-- EXTRAIT DU TEXTE --
==================================================
VOYAGE AU CENTRE DU SOIN - L'Infirmière Magazine n° 367 du 01/01/2016 | Espace Infirmier
 

L'infirmière Magazine n° 367 du 01/01/2016

 

L’INVITÉ

ACTUALITÉS

SUR LE WEB

À l’Ifsi, on nous a rabâché l’importance de l’analyse de la pratique professionnelle. Pour moi, tout cela restait assez flou et conceptuel, jusqu’à ce que je commence à voyager… En effet, quelle meilleure manière d’apprendre, que d’être confronté à une problématique de soin inhabituelle ? Hormis le fait de se dégourdir personnellement, voyager nous offre une ouverture d’esprit professionnelle, chose que l’on recherche chez les IDE, loin d’être de simples exécutantes de prescriptions médicales.

Actuellement en Guyane, il n’est pas rare que je sois confrontée à des situations de soins qui m’interpellent : comment réagir face à une enfant de 12 ans enceinte ? Comment réussir une éducation thérapeutique sur le diabète chez un patient démuni, qui vit sur le fleuve et ne parle pas français ? La communication est la base de la relation de confiance soignant-soigné ; il paraît donc nécessaire que l’infirmière s’adapte à la situation médico-sociale du patient pour prodiguer ses soins.
==================================================
Éléments répertoriés dans un jeu de données:
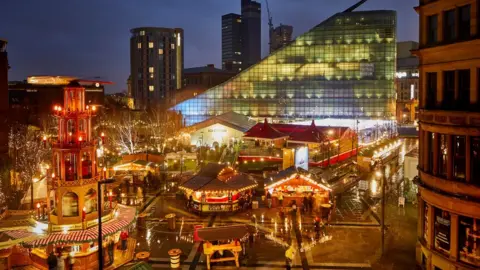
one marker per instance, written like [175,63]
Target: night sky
[89,38]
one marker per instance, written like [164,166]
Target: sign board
[363,185]
[301,158]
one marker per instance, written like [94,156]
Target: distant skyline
[91,38]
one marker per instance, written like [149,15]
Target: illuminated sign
[301,158]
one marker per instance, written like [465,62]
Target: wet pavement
[350,241]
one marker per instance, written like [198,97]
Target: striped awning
[126,216]
[18,234]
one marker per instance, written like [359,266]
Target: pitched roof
[215,177]
[264,131]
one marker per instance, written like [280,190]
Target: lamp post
[99,209]
[110,198]
[380,173]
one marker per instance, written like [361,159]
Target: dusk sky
[89,38]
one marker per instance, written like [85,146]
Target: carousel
[217,188]
[295,184]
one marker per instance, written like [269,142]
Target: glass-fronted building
[342,68]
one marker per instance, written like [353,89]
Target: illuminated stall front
[217,188]
[296,184]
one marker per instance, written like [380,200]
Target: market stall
[217,188]
[296,184]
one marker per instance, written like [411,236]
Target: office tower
[280,36]
[3,97]
[342,68]
[406,82]
[449,143]
[156,61]
[251,33]
[232,42]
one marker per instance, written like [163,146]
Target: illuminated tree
[28,150]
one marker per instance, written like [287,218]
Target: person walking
[60,261]
[269,199]
[52,261]
[280,198]
[289,256]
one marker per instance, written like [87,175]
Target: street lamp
[110,194]
[99,209]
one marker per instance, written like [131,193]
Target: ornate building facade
[449,120]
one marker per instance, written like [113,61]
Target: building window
[468,240]
[442,231]
[432,29]
[431,97]
[425,222]
[449,25]
[442,155]
[459,157]
[448,89]
[475,160]
[464,88]
[464,24]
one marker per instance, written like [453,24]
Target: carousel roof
[217,177]
[264,131]
[293,173]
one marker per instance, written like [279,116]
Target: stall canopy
[223,233]
[293,176]
[217,177]
[135,165]
[264,131]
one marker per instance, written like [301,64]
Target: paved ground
[352,242]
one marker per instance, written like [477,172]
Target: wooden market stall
[295,184]
[220,239]
[217,188]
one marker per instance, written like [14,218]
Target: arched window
[91,201]
[70,205]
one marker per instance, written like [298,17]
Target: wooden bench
[209,250]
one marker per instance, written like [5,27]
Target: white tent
[39,191]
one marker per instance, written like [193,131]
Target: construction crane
[270,25]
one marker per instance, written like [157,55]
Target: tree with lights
[28,149]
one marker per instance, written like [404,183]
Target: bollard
[171,221]
[174,257]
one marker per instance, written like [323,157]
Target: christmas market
[218,188]
[296,184]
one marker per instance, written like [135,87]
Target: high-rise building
[156,61]
[232,42]
[342,68]
[3,97]
[449,135]
[406,81]
[251,33]
[280,36]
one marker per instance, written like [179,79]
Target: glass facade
[342,68]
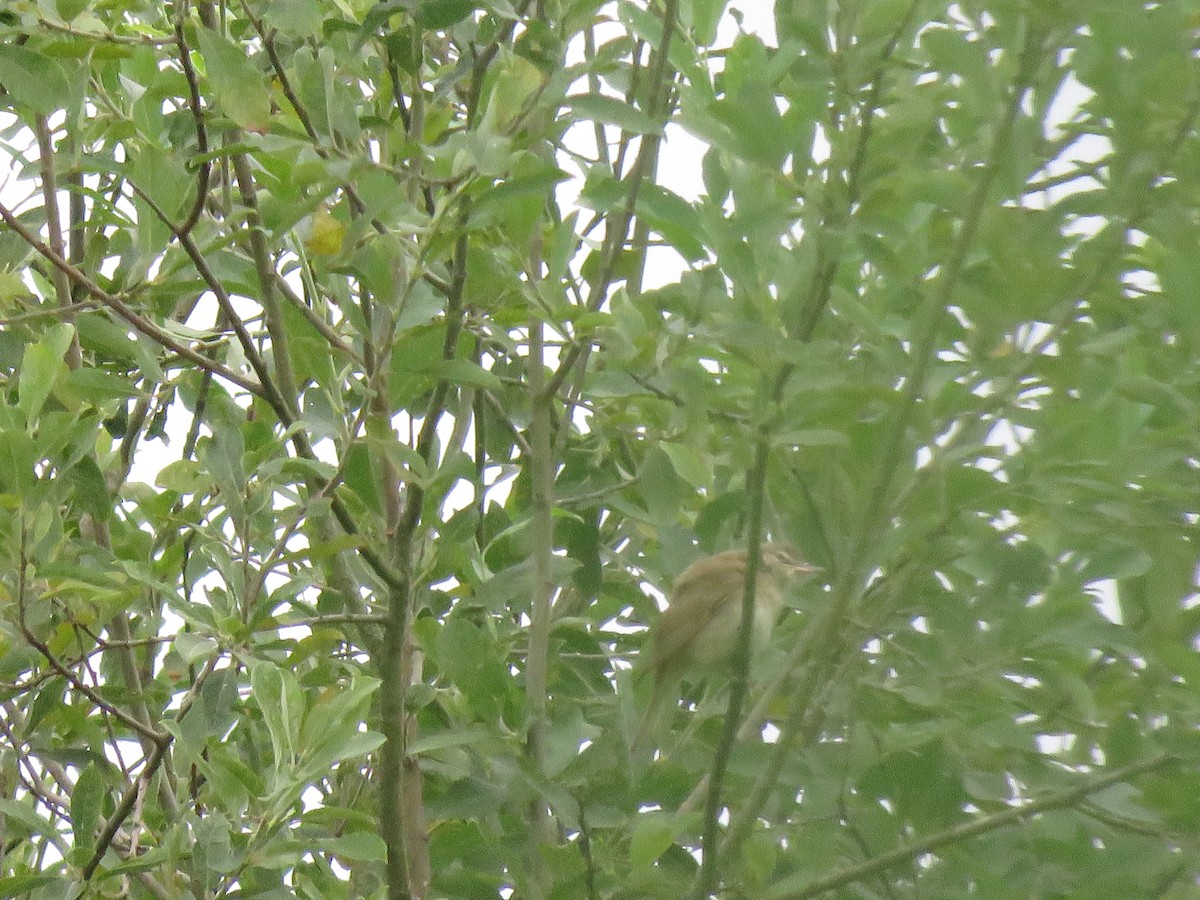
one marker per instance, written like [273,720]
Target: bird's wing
[696,598]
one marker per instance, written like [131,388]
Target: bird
[699,631]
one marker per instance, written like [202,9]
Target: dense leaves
[369,369]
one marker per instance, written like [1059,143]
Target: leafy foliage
[364,364]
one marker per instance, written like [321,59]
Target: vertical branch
[396,771]
[543,539]
[756,486]
[54,232]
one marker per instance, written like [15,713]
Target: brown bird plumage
==================================================
-- ÉNONCÉ DU PROBLÈME --
Répondez aux questions suivantes sur l'extrait consacré au voyage et au soin infirmier.
(a) Où la personne qui s'exprime se trouve-t-elle actuellement ?
(b) Quel âge a l'enfant enceinte mentionnée dans l'extrait ?
(c) Qu'est-ce qui constitue la base de la relation de confiance soignant-soigné ?

-- RÉPONSE CI-DESSOUS --
(a) En Guyane.
(b) 12 ans.
(c) La communication.